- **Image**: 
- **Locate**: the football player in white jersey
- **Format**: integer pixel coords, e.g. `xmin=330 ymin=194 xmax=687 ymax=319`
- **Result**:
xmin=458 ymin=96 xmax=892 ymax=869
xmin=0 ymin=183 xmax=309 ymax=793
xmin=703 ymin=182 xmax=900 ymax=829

§

Going line by line, copy the data above exactly.

* **Written solution**:
- **Image**: 
- **Locate**: the football player in white jersey
- **Format**: integer pixel coords, e.g. `xmin=330 ymin=194 xmax=687 ymax=319`
- **Result**:
xmin=458 ymin=96 xmax=892 ymax=869
xmin=0 ymin=183 xmax=309 ymax=793
xmin=703 ymin=182 xmax=900 ymax=829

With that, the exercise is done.